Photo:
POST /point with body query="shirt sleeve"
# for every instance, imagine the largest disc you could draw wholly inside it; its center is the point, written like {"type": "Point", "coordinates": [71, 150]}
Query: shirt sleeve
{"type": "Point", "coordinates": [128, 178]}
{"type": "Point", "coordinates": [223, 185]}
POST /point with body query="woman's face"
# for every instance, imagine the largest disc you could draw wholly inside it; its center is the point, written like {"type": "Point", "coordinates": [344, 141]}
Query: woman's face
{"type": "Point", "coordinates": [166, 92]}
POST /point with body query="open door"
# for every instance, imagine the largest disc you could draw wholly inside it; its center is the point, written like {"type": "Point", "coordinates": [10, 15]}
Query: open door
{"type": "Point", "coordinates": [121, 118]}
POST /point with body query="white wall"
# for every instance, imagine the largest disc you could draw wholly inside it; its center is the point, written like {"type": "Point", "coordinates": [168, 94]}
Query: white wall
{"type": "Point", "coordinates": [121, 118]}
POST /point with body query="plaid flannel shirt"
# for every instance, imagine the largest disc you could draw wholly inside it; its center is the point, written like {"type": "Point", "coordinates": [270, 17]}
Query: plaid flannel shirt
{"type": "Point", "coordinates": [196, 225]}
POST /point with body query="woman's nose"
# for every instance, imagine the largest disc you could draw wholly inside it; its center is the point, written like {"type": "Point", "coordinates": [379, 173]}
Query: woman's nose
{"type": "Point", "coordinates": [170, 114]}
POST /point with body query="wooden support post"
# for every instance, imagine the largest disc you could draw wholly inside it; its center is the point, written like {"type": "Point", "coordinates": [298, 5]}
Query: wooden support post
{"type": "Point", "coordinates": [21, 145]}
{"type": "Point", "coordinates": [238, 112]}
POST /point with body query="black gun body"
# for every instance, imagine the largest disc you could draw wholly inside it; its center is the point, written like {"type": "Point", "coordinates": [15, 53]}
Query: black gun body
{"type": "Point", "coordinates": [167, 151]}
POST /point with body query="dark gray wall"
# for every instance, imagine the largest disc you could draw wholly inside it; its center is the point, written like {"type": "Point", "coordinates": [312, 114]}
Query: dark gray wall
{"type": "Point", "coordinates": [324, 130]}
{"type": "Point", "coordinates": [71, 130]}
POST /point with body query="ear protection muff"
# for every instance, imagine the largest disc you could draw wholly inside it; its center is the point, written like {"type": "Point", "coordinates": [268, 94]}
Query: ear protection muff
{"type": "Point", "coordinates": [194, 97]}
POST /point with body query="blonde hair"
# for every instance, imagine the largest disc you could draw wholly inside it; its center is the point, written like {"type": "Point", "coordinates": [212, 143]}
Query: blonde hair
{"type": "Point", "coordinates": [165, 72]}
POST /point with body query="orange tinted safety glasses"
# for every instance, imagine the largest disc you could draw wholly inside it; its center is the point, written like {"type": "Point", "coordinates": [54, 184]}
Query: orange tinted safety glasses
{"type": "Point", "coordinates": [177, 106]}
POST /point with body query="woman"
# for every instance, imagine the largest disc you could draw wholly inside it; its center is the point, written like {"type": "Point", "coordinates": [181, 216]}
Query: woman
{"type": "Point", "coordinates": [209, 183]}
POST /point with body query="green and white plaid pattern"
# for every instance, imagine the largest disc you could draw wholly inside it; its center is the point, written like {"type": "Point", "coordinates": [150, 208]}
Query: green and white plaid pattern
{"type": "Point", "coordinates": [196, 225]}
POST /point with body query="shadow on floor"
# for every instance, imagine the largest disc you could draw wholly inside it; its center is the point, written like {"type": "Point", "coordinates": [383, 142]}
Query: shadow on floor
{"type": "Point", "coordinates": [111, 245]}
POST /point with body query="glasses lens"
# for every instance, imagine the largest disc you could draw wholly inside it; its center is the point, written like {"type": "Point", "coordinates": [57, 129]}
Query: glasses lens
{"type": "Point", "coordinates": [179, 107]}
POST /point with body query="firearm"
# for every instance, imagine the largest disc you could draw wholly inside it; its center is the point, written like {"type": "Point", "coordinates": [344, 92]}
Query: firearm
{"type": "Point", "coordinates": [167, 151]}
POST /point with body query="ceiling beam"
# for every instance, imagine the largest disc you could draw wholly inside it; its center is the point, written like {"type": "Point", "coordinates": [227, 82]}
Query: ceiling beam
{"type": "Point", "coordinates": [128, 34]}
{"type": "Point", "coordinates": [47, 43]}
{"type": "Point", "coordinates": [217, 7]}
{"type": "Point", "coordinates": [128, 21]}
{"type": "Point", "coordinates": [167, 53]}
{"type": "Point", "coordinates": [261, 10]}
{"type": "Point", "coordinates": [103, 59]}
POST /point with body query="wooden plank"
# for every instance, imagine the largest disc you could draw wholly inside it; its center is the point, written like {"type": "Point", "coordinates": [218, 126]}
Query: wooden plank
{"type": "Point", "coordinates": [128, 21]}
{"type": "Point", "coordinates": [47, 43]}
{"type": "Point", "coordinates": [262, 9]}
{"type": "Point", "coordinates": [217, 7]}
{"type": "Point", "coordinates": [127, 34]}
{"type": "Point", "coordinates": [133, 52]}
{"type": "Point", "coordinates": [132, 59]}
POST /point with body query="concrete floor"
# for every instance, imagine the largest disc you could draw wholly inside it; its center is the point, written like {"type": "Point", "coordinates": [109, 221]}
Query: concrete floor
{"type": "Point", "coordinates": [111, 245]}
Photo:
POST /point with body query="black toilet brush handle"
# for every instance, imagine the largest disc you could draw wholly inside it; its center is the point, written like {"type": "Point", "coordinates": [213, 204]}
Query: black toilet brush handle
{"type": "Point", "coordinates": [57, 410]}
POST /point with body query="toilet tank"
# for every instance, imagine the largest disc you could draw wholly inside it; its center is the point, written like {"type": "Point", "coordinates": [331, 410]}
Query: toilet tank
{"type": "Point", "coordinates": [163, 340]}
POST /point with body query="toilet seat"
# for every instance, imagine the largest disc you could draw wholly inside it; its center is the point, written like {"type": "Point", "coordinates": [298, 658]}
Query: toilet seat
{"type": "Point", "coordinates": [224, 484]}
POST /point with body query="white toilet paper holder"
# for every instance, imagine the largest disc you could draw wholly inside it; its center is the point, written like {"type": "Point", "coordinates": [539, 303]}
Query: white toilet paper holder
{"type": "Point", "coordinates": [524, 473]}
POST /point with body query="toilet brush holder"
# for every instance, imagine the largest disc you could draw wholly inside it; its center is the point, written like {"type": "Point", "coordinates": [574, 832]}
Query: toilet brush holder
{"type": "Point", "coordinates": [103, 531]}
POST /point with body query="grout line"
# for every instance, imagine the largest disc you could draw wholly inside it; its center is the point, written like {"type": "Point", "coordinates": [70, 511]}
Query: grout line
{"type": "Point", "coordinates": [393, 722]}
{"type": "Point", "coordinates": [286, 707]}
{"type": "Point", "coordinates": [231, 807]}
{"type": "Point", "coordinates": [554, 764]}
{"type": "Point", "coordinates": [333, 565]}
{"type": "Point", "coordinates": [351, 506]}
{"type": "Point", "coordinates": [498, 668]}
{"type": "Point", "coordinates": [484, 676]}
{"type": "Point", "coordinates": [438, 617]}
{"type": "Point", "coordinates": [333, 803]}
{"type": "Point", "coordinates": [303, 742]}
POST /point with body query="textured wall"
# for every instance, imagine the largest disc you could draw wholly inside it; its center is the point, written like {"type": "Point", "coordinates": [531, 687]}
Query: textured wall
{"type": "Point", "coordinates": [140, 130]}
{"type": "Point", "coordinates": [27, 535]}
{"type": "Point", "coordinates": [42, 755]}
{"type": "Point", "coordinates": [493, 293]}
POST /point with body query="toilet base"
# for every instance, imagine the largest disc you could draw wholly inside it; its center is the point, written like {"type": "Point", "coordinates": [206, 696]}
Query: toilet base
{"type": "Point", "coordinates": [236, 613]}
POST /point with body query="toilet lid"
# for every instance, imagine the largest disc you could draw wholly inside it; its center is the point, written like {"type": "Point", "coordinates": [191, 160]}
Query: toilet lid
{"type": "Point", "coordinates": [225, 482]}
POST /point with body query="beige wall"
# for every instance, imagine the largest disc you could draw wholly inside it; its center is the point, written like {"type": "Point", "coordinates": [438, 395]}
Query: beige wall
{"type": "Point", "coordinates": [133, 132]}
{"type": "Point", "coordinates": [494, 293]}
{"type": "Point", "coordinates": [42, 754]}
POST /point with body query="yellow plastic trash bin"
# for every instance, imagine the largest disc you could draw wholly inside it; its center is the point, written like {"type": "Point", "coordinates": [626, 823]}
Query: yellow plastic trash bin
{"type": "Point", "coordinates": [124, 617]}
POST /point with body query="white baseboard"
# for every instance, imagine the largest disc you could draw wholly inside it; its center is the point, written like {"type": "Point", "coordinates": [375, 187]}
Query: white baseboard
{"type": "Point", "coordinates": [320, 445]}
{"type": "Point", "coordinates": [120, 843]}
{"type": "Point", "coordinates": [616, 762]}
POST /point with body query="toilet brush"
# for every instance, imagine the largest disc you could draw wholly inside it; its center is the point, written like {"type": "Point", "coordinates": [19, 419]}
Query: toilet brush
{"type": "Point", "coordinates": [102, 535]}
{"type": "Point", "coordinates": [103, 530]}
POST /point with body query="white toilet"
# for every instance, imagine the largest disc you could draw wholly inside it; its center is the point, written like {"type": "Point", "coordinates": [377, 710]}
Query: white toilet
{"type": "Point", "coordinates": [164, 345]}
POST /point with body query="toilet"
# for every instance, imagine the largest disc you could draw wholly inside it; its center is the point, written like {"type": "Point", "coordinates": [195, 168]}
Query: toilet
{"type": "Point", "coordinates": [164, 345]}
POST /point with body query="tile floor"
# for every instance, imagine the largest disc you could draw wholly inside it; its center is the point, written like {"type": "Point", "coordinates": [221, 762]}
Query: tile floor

__________________________________________________

-- REQUIRED ACTION --
Reply with nothing but the number of lines in the data above that contain "tile".

-- RESULT FOR THIS TASK --
2